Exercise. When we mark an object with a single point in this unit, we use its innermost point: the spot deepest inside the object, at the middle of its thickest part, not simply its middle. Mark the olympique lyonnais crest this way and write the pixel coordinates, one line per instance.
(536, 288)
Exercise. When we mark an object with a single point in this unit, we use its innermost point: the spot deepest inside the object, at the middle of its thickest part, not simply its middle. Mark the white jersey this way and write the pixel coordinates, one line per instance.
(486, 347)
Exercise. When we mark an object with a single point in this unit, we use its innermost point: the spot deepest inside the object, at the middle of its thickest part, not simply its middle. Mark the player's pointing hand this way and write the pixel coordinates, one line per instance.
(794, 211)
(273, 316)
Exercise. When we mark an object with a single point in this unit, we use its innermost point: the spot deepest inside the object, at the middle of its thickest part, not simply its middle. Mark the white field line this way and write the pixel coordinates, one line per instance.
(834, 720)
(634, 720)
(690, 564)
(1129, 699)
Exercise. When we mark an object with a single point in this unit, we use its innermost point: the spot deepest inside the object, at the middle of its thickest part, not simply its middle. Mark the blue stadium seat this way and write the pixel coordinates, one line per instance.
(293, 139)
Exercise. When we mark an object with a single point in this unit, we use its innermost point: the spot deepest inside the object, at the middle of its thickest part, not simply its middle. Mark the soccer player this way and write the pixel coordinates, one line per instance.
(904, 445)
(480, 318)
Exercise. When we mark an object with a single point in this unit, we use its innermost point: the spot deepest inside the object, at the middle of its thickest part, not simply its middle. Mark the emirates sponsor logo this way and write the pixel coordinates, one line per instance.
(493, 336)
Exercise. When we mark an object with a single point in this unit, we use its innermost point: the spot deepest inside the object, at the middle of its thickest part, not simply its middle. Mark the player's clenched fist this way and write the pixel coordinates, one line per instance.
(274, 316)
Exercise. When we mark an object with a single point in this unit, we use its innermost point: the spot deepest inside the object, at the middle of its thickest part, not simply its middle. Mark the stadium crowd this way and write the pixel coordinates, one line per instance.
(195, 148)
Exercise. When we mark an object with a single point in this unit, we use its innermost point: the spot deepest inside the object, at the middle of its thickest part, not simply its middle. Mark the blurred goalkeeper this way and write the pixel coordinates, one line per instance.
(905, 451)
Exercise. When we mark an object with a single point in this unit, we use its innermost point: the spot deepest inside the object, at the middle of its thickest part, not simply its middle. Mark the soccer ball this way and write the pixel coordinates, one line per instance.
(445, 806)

---------------

**ACTIVITY**
After locating the line containing "Mark the stadium", write out that line and all remaining lines of the records exactly, with nothing added.

**YOUR RESPONSE**
Exercise. When we mark an object with a single point in this unit, we use its innermost point: the spot deepest inside the object, at the middle of its thickest part, not simply its middle. Mark the stadium crowd this way and write the pixel coordinates, one line per instance.
(195, 148)
Exercise. When we mark an object with a single point in this unit, we use its innermost point: the spot deepest inside the object, at the middle of its thickest part, not simply its middle. Mark the blurred goalkeeper this way and write the pixel coordinates, one line per instance.
(905, 451)
Exercise. When we mark an object with a single point in this unit, we use its innermost point: the spot deepest inside the object, at the middle of its thickest part, not simply its middle. Mark the soccer ball this way and write the pixel coordinates, one line per instance.
(445, 806)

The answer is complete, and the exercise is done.